Pointing records:
• • •
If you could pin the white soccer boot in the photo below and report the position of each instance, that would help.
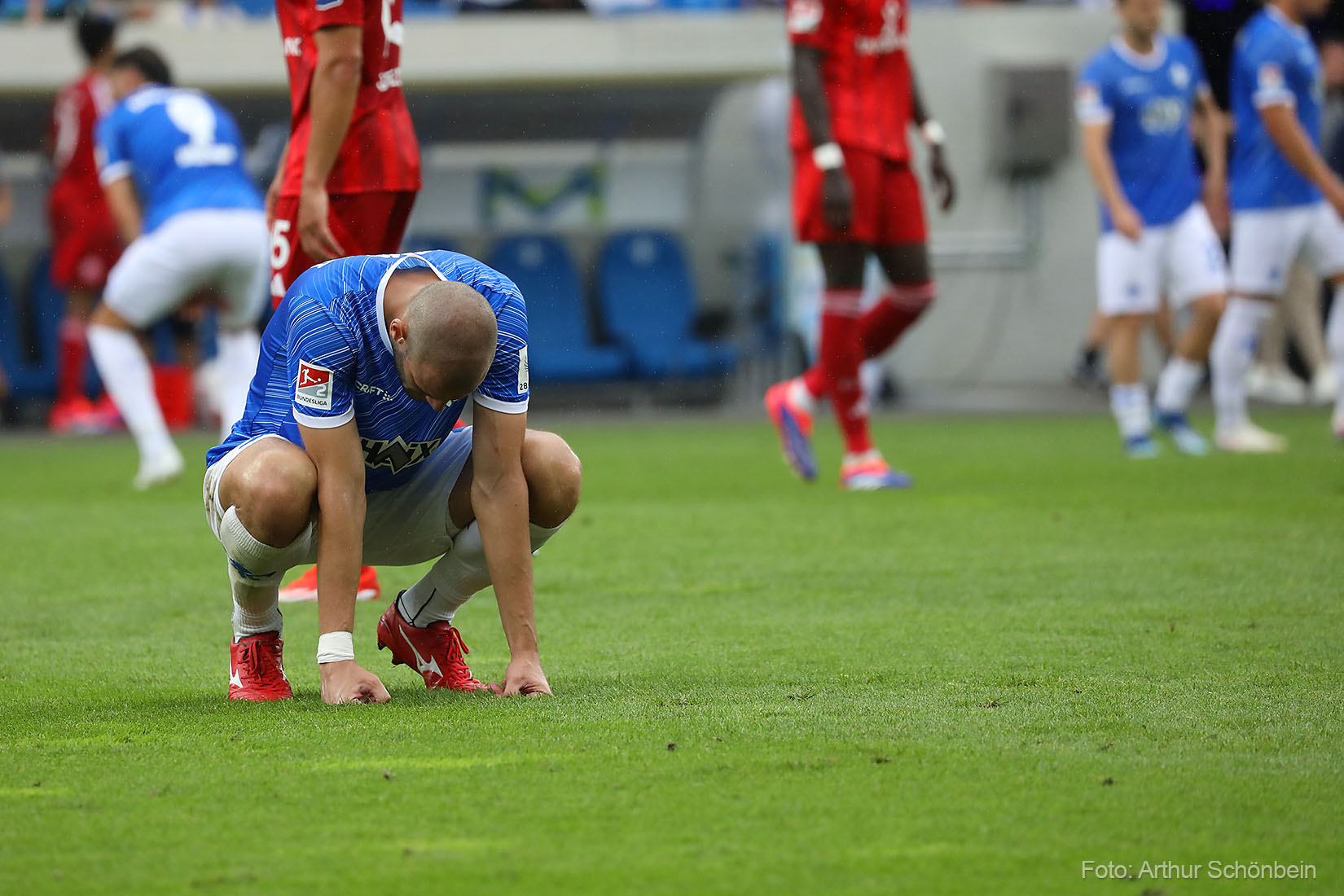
(1250, 440)
(1275, 384)
(161, 468)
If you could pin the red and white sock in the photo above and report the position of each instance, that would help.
(837, 370)
(897, 312)
(72, 359)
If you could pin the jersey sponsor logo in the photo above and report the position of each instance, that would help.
(372, 390)
(804, 16)
(314, 387)
(1162, 116)
(389, 80)
(1269, 77)
(1087, 101)
(887, 39)
(397, 455)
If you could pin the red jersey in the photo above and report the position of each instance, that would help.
(380, 152)
(866, 72)
(76, 196)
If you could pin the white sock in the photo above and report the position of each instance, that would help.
(1230, 359)
(254, 574)
(1176, 386)
(238, 354)
(800, 395)
(1335, 345)
(1129, 406)
(457, 575)
(125, 374)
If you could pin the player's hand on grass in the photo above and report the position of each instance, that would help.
(347, 681)
(314, 233)
(1128, 222)
(523, 676)
(837, 199)
(942, 179)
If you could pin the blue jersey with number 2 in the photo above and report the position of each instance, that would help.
(182, 149)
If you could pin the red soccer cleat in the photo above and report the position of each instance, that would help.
(305, 587)
(256, 670)
(434, 652)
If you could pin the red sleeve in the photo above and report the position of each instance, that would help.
(337, 12)
(810, 23)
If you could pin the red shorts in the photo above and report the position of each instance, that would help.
(362, 223)
(81, 256)
(887, 209)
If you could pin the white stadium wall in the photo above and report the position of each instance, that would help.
(1009, 312)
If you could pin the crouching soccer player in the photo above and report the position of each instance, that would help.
(347, 455)
(1135, 103)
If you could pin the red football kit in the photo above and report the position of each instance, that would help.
(866, 76)
(84, 235)
(376, 173)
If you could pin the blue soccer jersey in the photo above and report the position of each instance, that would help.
(1273, 64)
(1147, 99)
(182, 149)
(326, 359)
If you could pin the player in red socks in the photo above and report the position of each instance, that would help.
(84, 237)
(854, 194)
(349, 172)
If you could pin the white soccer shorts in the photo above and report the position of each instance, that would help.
(402, 525)
(1183, 258)
(221, 248)
(1267, 241)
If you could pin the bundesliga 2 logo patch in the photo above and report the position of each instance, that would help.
(314, 387)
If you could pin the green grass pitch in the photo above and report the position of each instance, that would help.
(1043, 654)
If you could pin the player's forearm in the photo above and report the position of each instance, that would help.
(812, 94)
(331, 107)
(340, 523)
(1102, 171)
(1290, 140)
(1214, 143)
(502, 515)
(125, 210)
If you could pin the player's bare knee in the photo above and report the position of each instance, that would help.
(275, 496)
(554, 478)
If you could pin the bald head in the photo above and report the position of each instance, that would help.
(449, 335)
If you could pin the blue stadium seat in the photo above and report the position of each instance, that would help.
(31, 375)
(649, 305)
(560, 341)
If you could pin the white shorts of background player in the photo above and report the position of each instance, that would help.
(1267, 242)
(219, 248)
(1182, 260)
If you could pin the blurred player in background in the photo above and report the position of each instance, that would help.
(349, 450)
(1285, 200)
(171, 161)
(84, 237)
(349, 172)
(854, 194)
(1136, 101)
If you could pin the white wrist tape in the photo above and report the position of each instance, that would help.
(828, 156)
(335, 647)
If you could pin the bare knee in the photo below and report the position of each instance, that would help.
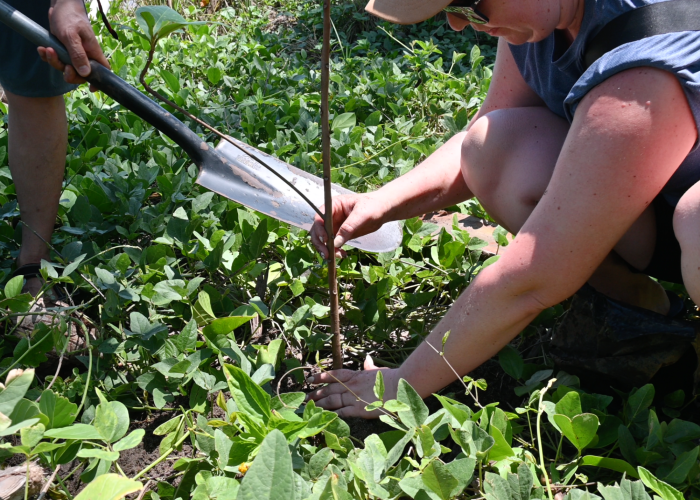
(686, 226)
(35, 105)
(508, 157)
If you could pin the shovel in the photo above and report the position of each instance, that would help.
(231, 172)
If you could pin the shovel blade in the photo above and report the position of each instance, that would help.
(238, 177)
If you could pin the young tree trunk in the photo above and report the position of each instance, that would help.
(326, 140)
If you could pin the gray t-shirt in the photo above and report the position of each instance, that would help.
(556, 72)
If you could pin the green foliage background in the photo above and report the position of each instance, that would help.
(195, 305)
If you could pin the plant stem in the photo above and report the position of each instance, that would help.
(540, 409)
(326, 148)
(163, 456)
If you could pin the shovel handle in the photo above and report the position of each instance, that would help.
(109, 83)
(32, 31)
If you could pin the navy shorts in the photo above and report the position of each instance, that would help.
(22, 71)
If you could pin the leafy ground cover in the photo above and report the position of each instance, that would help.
(190, 308)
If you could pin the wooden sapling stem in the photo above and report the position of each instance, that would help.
(328, 219)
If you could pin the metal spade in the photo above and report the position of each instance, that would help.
(225, 170)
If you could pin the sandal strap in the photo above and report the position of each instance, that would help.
(28, 271)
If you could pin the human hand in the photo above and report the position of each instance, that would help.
(70, 24)
(354, 215)
(346, 386)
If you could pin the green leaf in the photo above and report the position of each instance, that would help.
(30, 436)
(418, 413)
(346, 120)
(569, 405)
(257, 241)
(13, 288)
(474, 441)
(521, 483)
(224, 326)
(581, 430)
(682, 465)
(214, 75)
(132, 440)
(15, 391)
(319, 462)
(109, 487)
(496, 488)
(75, 431)
(379, 386)
(511, 362)
(501, 449)
(98, 453)
(170, 79)
(249, 396)
(610, 463)
(111, 420)
(60, 410)
(270, 477)
(639, 401)
(439, 480)
(664, 490)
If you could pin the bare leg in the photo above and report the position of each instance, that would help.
(686, 220)
(508, 159)
(38, 136)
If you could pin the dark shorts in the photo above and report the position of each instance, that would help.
(22, 72)
(666, 262)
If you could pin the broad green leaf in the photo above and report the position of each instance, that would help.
(345, 120)
(681, 467)
(581, 430)
(270, 476)
(14, 287)
(511, 362)
(59, 410)
(109, 487)
(439, 480)
(319, 462)
(569, 405)
(396, 452)
(170, 79)
(132, 440)
(501, 449)
(418, 413)
(249, 396)
(75, 431)
(30, 436)
(639, 401)
(496, 488)
(187, 339)
(317, 423)
(111, 420)
(664, 490)
(14, 391)
(474, 441)
(463, 470)
(98, 453)
(19, 426)
(224, 326)
(610, 463)
(167, 427)
(214, 75)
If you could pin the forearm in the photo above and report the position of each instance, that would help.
(434, 184)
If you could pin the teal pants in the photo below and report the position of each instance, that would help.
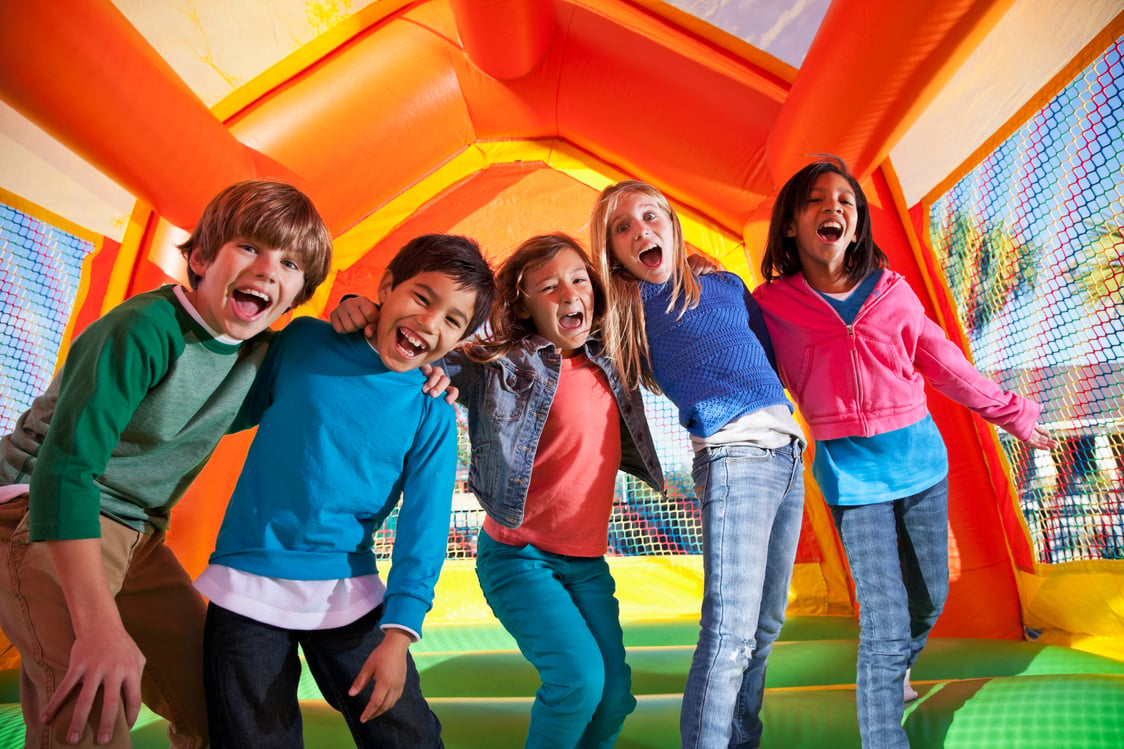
(564, 615)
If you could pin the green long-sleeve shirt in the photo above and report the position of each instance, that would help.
(144, 396)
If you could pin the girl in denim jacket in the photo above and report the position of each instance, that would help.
(858, 351)
(551, 423)
(701, 341)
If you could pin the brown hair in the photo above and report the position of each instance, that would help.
(782, 256)
(268, 214)
(509, 323)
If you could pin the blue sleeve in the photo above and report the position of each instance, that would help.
(758, 325)
(422, 534)
(261, 391)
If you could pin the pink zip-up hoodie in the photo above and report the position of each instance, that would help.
(869, 377)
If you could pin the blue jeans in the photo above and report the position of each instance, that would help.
(898, 552)
(564, 615)
(252, 671)
(752, 503)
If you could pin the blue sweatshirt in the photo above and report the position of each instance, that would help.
(341, 440)
(715, 361)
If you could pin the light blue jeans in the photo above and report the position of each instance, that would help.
(898, 552)
(752, 503)
(564, 615)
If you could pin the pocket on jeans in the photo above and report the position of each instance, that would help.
(14, 519)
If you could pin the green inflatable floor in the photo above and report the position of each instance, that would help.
(975, 694)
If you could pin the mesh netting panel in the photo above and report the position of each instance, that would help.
(1032, 243)
(643, 523)
(39, 271)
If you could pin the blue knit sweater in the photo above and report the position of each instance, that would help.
(715, 362)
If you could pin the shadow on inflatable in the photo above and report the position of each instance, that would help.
(975, 694)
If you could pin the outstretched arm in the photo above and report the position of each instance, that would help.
(103, 656)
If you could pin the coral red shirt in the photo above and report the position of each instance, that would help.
(574, 474)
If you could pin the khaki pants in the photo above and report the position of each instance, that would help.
(160, 610)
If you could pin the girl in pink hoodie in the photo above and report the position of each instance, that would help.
(854, 350)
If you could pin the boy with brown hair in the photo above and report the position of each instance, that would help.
(102, 613)
(345, 435)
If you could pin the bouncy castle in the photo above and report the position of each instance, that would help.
(989, 141)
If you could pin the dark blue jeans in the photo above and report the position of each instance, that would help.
(252, 671)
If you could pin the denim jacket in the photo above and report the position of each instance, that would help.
(508, 400)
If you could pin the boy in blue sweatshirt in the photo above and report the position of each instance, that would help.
(344, 432)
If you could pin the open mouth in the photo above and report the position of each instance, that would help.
(830, 231)
(409, 345)
(250, 303)
(571, 322)
(652, 256)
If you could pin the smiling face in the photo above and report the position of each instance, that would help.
(245, 288)
(642, 237)
(827, 224)
(422, 318)
(559, 298)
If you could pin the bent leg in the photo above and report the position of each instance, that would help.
(36, 620)
(335, 658)
(870, 539)
(525, 588)
(164, 616)
(251, 673)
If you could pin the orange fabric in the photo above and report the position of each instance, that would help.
(870, 72)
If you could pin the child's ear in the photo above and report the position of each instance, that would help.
(198, 267)
(384, 286)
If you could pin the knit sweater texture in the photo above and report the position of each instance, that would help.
(714, 360)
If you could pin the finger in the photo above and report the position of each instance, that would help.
(361, 680)
(110, 704)
(378, 703)
(132, 692)
(81, 715)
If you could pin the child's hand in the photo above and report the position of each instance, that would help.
(1041, 439)
(701, 264)
(106, 664)
(437, 384)
(354, 314)
(386, 666)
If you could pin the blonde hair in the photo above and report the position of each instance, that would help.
(509, 322)
(624, 331)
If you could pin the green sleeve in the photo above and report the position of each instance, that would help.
(109, 370)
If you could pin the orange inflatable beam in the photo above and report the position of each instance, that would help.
(870, 72)
(85, 75)
(505, 38)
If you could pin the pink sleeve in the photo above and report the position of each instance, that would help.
(948, 370)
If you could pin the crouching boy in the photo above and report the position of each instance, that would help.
(100, 610)
(344, 433)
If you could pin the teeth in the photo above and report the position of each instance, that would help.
(255, 292)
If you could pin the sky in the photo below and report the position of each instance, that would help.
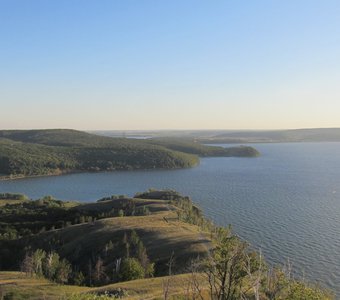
(179, 64)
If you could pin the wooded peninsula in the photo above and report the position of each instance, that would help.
(52, 152)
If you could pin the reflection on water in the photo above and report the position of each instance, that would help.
(286, 202)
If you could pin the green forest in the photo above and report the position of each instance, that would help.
(49, 152)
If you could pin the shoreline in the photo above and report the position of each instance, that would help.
(69, 172)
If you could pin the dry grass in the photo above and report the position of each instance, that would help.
(152, 288)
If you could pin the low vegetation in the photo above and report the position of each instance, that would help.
(157, 245)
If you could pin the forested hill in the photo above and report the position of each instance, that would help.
(47, 152)
(275, 136)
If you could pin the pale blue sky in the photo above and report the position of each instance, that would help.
(185, 64)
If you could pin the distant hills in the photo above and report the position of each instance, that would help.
(56, 151)
(272, 136)
(238, 136)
• • •
▶ **Directions for this task**: Set down the line containing "If you could pin the child's hand", then every later line through the end of the material, exactly as written; omit any picture.

▶ **Result below**:
If you could pin the child's hand in the photo above and report the position of each instance, that would help.
(1041, 439)
(701, 264)
(106, 664)
(437, 384)
(354, 314)
(386, 666)
If you could pin the blonde hair in the photo above and report the position of each instance, that would help.
(509, 322)
(624, 331)
If you could pin the green sleeve in the photo above and report the position of each instance, that would help.
(109, 370)
If you could pin the orange inflatable beam in the photo above and report the position of each instance, that would help.
(870, 72)
(85, 75)
(505, 38)
If you could pin the pink sleeve in the photo above and report the position of each instance, that would help.
(948, 370)
If you could pin the crouching boy in the photo above and report the position of each instance, that would help.
(100, 610)
(344, 433)
If you could pin the teeth in the photo above and report the position of each instance, that would help.
(255, 292)
If you could pin the sky in the photo below and report the position of each instance, that would help.
(179, 64)
If you could pin the wooded peninsula in the photo above and report the position of each instance, that would help.
(52, 152)
If you could pin the reflection on water in the photo above and report the position of each instance, that would help.
(286, 202)
If you could pin the green forest in the photo above and report the position of each instance, that would help.
(49, 152)
If you could pin the shoreline in the photo above and report the position of each instance, that would help.
(69, 172)
If you could pin the dry grass in the photo above and report the position of each instance, that would help.
(152, 288)
If you could pin the low vegetation in the photo above and report the position of each instance, that would help.
(157, 245)
If you could pin the forested hill in the photo above and report the position of each instance, that would help.
(47, 152)
(275, 136)
If you could pin the pale blue sky in the photo above and report the position of each instance, that would help.
(185, 64)
If you could pin the distant hills in the photo above and report the position of each instance, that would help.
(56, 151)
(272, 136)
(238, 136)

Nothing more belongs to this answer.